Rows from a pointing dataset
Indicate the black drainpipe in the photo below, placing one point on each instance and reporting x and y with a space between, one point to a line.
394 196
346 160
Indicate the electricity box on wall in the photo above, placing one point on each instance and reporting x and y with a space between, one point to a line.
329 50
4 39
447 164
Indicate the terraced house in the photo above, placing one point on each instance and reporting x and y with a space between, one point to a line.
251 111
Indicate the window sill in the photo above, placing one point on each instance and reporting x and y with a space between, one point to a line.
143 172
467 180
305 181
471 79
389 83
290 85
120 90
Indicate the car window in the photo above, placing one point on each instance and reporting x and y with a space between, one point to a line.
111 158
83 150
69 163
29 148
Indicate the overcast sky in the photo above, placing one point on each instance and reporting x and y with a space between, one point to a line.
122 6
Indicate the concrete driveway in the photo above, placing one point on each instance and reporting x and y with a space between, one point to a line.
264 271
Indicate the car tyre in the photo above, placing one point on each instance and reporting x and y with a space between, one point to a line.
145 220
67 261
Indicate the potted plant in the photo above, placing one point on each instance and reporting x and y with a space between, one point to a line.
--
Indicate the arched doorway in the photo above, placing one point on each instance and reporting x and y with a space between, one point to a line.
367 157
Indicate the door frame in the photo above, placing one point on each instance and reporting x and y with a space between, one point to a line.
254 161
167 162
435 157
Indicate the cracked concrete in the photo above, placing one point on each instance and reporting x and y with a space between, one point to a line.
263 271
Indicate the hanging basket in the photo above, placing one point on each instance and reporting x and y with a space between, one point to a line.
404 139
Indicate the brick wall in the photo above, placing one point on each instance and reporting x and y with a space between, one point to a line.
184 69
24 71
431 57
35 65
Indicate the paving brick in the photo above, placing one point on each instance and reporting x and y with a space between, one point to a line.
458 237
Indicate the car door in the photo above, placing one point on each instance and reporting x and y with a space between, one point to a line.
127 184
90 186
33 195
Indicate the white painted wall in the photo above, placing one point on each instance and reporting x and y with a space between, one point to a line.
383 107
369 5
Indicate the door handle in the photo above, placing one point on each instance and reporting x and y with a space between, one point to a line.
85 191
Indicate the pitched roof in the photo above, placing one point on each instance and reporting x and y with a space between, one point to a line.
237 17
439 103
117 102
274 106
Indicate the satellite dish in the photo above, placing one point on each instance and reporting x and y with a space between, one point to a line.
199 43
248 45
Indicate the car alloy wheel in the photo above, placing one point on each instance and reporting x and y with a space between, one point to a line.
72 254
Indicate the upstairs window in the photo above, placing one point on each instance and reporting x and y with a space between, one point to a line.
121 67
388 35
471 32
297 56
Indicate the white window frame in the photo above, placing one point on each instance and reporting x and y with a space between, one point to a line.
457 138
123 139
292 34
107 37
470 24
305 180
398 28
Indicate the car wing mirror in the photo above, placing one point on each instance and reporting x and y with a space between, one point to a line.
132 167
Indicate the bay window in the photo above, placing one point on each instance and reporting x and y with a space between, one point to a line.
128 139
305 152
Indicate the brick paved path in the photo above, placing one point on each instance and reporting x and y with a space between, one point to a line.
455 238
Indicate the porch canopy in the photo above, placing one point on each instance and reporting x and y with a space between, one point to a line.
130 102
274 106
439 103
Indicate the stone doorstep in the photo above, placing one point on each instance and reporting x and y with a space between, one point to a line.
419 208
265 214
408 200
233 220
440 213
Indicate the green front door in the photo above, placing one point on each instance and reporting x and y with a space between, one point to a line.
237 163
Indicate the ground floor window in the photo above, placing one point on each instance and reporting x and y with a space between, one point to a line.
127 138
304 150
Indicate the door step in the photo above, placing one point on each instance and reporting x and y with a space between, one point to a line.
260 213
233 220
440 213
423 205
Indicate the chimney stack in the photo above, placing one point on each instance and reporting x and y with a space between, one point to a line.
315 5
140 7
* * *
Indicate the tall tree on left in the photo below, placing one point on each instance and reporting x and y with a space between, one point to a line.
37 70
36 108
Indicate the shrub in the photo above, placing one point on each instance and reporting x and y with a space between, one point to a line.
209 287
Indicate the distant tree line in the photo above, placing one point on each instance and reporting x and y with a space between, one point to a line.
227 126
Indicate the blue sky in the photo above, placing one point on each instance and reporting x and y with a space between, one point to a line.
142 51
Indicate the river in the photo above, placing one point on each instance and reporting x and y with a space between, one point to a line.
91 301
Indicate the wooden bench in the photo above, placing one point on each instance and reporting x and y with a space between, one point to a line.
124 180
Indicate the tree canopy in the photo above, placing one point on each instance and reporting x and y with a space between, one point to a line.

Problem requirements
Copy out word for word every line from the one containing "Indicate the black" through the one containing "Indicate the potted", including both of those lines.

Reply
Indicate the black drainpipe in the photo below, placing one point on each instance and reporting x and y with a space between, one point to a line.
394 196
346 160
Indicate the electricity box on wall in the photo above, placing one point on each instance and reporting x and y with a space between, one point to a line.
329 50
4 39
447 164
Indicate the terraced house in the photo above, placing one point on each instance and reporting x and y with a space between, one point to a line.
251 111
Indicate the window sill in the photo above, placing one point on each instance and reporting x and y with a space between, one point to a line.
143 172
467 180
305 181
471 79
389 83
290 85
120 90
Indicate the car window in the photo above, placing one point on each instance and reporting x and y with a space between, one point to a line.
111 158
83 150
69 163
29 148
Indicate the overcast sky in the photo above, placing one point on each instance and reporting x and y with a space between, one point to a line.
122 6
Indicate the concrete driveway in the photo above, placing one point on each instance and reporting x and y with a space between, one point to a line.
264 271
Indicate the car tyre in the photo above, placing one point on each instance and reporting x and y with a space between, one point to a line.
145 220
67 261
Indicate the potted plant in the photo above, placing one point on each instance and reporting x and y with a space between, one point to a line.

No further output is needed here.